RECORDED INFORMATION
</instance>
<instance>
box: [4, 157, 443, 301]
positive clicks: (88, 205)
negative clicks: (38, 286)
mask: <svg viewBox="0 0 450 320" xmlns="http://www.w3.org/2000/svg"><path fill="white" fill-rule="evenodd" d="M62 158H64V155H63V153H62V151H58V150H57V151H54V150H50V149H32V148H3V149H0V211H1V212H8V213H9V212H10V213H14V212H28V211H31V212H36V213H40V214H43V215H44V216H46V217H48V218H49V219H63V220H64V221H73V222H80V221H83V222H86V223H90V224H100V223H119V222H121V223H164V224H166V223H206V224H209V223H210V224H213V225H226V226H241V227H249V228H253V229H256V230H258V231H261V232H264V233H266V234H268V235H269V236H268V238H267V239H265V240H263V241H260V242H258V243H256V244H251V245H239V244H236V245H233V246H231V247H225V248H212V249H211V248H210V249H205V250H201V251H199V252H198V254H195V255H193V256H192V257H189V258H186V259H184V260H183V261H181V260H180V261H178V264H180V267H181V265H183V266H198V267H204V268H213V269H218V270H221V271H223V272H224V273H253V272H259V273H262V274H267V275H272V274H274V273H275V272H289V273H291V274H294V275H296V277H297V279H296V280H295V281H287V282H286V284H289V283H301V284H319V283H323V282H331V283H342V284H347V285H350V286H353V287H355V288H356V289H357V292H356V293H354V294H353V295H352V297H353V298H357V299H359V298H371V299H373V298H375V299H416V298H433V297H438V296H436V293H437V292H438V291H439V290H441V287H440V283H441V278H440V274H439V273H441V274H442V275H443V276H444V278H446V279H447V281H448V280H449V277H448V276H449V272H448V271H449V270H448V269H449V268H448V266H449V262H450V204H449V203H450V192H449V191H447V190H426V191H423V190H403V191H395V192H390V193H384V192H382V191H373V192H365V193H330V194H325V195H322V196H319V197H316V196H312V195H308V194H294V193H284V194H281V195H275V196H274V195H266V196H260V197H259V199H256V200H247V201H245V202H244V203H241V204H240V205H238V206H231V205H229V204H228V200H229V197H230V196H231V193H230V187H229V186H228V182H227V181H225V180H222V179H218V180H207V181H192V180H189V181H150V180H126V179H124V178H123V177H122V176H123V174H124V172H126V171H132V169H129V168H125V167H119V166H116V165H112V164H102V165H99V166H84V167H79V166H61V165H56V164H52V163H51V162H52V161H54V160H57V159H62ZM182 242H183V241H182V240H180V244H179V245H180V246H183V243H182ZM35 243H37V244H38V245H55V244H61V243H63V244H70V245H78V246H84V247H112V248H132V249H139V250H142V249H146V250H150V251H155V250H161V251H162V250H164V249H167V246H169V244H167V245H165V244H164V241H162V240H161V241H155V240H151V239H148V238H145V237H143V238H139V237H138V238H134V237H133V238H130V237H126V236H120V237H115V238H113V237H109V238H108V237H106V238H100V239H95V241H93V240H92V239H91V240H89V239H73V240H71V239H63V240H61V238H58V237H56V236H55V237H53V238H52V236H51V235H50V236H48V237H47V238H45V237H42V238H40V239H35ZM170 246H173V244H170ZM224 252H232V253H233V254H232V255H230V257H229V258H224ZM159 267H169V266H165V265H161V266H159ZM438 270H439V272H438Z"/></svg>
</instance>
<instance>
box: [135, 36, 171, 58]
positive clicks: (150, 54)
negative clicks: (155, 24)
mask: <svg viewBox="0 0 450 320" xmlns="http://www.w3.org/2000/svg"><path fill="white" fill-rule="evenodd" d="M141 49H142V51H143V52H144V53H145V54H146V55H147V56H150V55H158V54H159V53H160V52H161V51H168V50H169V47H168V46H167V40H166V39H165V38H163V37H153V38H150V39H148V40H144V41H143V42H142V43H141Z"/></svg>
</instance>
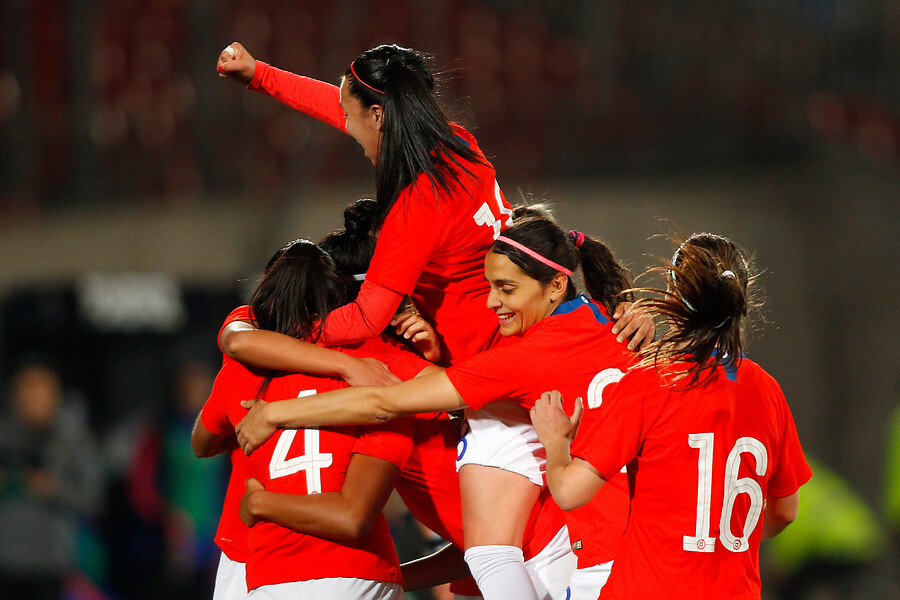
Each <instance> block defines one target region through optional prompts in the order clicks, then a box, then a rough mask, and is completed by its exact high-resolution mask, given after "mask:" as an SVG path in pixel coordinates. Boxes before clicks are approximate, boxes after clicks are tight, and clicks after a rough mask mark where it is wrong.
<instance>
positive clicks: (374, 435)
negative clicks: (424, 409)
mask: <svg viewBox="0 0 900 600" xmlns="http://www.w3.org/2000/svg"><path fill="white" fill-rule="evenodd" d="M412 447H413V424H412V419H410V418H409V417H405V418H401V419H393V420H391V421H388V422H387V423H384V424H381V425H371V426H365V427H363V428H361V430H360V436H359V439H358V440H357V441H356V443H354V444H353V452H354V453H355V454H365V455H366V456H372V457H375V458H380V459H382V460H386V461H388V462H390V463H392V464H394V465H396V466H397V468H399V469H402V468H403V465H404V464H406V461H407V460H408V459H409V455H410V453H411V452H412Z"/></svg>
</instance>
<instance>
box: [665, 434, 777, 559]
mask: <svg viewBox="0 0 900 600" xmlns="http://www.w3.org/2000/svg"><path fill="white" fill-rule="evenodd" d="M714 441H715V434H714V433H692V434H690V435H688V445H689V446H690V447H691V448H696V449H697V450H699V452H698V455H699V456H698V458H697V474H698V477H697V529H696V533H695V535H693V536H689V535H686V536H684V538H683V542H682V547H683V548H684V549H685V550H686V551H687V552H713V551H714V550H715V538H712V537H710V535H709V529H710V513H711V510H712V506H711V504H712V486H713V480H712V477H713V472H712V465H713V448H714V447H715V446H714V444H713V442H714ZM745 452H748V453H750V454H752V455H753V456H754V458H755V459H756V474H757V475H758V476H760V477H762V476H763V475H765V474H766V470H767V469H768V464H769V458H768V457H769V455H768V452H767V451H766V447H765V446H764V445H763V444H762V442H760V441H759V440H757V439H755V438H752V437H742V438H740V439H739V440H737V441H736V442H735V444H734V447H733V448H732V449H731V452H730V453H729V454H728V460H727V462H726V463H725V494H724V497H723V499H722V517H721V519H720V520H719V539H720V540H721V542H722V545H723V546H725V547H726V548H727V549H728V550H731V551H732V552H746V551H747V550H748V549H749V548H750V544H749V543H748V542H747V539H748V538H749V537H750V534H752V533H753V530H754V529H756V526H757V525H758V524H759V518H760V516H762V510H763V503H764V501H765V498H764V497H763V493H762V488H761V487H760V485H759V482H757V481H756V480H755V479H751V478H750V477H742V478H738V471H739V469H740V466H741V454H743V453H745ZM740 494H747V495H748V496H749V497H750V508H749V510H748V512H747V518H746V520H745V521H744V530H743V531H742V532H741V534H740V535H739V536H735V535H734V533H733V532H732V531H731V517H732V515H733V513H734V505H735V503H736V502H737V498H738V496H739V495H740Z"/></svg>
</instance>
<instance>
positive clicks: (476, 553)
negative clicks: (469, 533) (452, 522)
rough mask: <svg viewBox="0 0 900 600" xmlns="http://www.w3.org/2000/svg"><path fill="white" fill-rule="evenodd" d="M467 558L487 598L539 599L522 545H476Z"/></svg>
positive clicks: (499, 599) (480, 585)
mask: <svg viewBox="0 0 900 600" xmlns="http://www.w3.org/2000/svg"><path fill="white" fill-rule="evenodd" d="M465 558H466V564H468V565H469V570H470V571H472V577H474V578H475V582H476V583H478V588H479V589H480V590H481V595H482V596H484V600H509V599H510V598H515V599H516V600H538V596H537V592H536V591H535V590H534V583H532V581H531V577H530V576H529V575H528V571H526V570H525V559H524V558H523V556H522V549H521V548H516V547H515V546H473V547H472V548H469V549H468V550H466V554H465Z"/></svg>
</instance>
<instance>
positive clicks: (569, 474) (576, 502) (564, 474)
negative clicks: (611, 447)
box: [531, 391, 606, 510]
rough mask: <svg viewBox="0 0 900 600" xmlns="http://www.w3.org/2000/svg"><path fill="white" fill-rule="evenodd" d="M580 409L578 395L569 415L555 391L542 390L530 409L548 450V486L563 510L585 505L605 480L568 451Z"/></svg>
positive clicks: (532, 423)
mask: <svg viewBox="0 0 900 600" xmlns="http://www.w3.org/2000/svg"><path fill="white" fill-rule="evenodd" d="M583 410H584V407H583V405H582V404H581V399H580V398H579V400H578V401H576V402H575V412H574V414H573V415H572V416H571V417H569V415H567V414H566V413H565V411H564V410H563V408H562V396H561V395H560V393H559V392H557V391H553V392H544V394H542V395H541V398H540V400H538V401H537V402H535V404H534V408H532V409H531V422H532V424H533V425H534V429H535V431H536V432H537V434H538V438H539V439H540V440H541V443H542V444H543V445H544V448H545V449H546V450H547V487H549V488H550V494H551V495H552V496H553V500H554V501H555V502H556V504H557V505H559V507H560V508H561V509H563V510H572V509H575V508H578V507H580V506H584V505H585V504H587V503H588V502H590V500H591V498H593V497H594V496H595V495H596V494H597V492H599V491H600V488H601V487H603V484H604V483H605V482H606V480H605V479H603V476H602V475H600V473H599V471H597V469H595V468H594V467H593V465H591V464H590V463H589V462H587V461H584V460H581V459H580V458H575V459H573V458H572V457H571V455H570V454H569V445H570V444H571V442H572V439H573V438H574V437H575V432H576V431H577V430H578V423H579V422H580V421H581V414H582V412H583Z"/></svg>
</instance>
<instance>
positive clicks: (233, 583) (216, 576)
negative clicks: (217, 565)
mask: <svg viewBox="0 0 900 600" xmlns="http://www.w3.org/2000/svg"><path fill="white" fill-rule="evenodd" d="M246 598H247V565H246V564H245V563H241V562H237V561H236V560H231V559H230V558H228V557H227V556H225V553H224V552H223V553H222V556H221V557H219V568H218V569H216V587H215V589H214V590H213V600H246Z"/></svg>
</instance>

PROBLEM TO WORK ON
Find the line with "negative clicks: (611, 447)" in the material above. Reproduce it and each line after it up to and including the line with "409L578 395L569 415L555".

SOLVED PROBLEM
negative clicks: (611, 447)
box: [531, 391, 606, 510]
rough mask: <svg viewBox="0 0 900 600" xmlns="http://www.w3.org/2000/svg"><path fill="white" fill-rule="evenodd" d="M580 409L578 395L569 415L555 391L542 390L530 409L548 450V486L563 510L585 505L605 480L568 451Z"/></svg>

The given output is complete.